## WORK REQUIRED
Turn every line of the records below into a numbered list, skipping blank lines and leaving the pictures out.
○ ○ ○ ○ ○ ○ ○
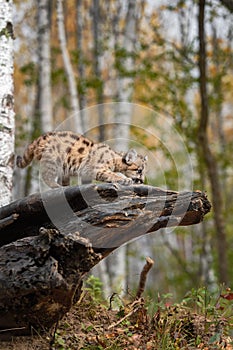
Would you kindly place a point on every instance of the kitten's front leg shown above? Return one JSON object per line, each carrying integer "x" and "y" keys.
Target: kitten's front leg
{"x": 110, "y": 176}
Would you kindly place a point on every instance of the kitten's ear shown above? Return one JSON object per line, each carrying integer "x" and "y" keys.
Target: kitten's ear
{"x": 130, "y": 157}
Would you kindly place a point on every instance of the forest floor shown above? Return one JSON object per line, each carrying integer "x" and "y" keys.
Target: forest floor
{"x": 200, "y": 321}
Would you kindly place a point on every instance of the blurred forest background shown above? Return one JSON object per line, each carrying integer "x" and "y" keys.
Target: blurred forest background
{"x": 174, "y": 61}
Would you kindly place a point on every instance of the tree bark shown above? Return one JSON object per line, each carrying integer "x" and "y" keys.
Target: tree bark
{"x": 39, "y": 281}
{"x": 6, "y": 102}
{"x": 208, "y": 156}
{"x": 44, "y": 61}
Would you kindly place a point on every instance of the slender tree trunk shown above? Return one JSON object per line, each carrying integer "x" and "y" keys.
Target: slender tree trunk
{"x": 97, "y": 70}
{"x": 81, "y": 70}
{"x": 125, "y": 83}
{"x": 44, "y": 60}
{"x": 74, "y": 102}
{"x": 123, "y": 119}
{"x": 208, "y": 157}
{"x": 6, "y": 102}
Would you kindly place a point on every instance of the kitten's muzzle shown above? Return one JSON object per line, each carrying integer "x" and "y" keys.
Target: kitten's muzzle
{"x": 137, "y": 181}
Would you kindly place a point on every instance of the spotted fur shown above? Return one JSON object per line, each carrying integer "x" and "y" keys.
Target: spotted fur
{"x": 64, "y": 154}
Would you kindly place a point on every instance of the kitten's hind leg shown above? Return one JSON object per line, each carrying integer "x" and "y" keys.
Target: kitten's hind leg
{"x": 49, "y": 172}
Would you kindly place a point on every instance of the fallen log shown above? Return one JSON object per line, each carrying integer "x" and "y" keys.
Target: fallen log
{"x": 49, "y": 241}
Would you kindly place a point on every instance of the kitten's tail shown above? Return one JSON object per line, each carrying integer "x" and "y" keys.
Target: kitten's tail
{"x": 27, "y": 157}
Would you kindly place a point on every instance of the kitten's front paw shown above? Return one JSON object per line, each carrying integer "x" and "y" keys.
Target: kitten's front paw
{"x": 126, "y": 181}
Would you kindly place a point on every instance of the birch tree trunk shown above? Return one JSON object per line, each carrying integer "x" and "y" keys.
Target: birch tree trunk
{"x": 81, "y": 70}
{"x": 74, "y": 102}
{"x": 6, "y": 102}
{"x": 44, "y": 60}
{"x": 125, "y": 81}
{"x": 123, "y": 120}
{"x": 207, "y": 154}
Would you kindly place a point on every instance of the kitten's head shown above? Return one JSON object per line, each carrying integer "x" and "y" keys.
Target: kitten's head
{"x": 135, "y": 165}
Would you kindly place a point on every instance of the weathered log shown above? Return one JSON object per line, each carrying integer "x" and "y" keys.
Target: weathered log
{"x": 49, "y": 241}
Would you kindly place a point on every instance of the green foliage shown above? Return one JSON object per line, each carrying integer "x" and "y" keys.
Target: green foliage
{"x": 93, "y": 286}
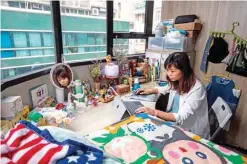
○ ○ ○ ○ ○ ○ ○
## EXERCISE SOLUTION
1. Would you kindly place a point on every instance of the kitten's front leg shown above? Return one JSON object per line, each carrying integer "x" and "y" keys.
2. Target: kitten's front leg
3. {"x": 110, "y": 176}
4. Would you kindly place a point on every instance of the kitten's ear shown above? Return one JSON object per line, each carrying integer "x" and "y" keys.
5. Target: kitten's ear
6. {"x": 130, "y": 157}
7. Would you kindly place a point on every instance of the forest floor shown above? Return one JSON object per line, each carrying integer "x" and "y" keys.
8. Target: forest floor
9. {"x": 200, "y": 321}
10. Would you kindly place a point on every instance of the blurred forest background shown above? Return one JSON object per line, each carrying integer "x" and "y" keys.
11. Target: blurred forest background
12. {"x": 174, "y": 61}
13. Would you kindly place a point on every instance of the tree bark shown above? Return one JSON object per line, each carrying integer "x" and "y" keys.
14. Target: tree bark
15. {"x": 39, "y": 281}
16. {"x": 6, "y": 102}
17. {"x": 208, "y": 156}
18. {"x": 44, "y": 61}
19. Would you kindly place a point on every instance of the slender tree trunk shown above? Return one JSON object per line, each carrying integer "x" and "y" keys.
20. Target: slender tree trunk
21. {"x": 97, "y": 70}
22. {"x": 81, "y": 70}
23. {"x": 125, "y": 83}
24. {"x": 44, "y": 60}
25. {"x": 74, "y": 102}
26. {"x": 123, "y": 119}
27. {"x": 208, "y": 157}
28. {"x": 6, "y": 102}
29. Would you kindly place a point on every instance of the kitten's muzzle shown above? Return one JSON object per line, each carrying integer "x" and "y" keys.
30. Target: kitten's muzzle
31. {"x": 137, "y": 181}
32. Would you kindly place a point on every instance of the spotted fur shown above? Return one JSON object per line, each carrying integer "x" and "y" keys.
33. Target: spotted fur
34. {"x": 64, "y": 154}
35. Would you kindly place a point on every instance of the kitten's hind leg shown above? Return one JSON object per line, each carrying integer "x" and "y" keys.
36. Target: kitten's hind leg
37. {"x": 49, "y": 172}
38. Would you kindly place a point on every instance of the fallen log shown above? Return one JSON object per line, each carrying integer "x" and "y" keys.
39. Target: fallen log
40. {"x": 49, "y": 241}
41. Would you kindly place a point on every instance of the kitten's tail shown above? Return one JSON object per line, each carrying integer "x" and "y" keys.
42. Target: kitten's tail
43. {"x": 27, "y": 157}
44. Would you kindly place a point on every instance of the kitten's front paw shown above? Return one JSON object per line, each carrying integer "x" and "y" keys.
45. Target: kitten's front paw
46. {"x": 126, "y": 181}
47. Would you kindly place a point on every instance of the birch tree trunk shown above? Return one JSON object per line, each carrying integer "x" and "y" keys.
48. Target: birch tree trunk
49. {"x": 81, "y": 70}
50. {"x": 74, "y": 102}
51. {"x": 6, "y": 102}
52. {"x": 44, "y": 60}
53. {"x": 125, "y": 81}
54. {"x": 123, "y": 120}
55. {"x": 207, "y": 154}
56. Would you kindly place a point on every instance of the kitten's head shown above? Return one JSON object per line, each carrying integer "x" and "y" keys.
57. Target: kitten's head
58. {"x": 135, "y": 165}
59. Would you kindly place a point on every instance of the weathered log shown above? Return one JSON object per line, each carrying integer "x" and "y" keys.
60. Target: weathered log
61. {"x": 49, "y": 241}
62. Would you kindly place a point on every instance of the green foliage shown above? Return one JSON object per line, each carrying integer "x" and "y" keys.
63. Target: green foliage
64. {"x": 93, "y": 286}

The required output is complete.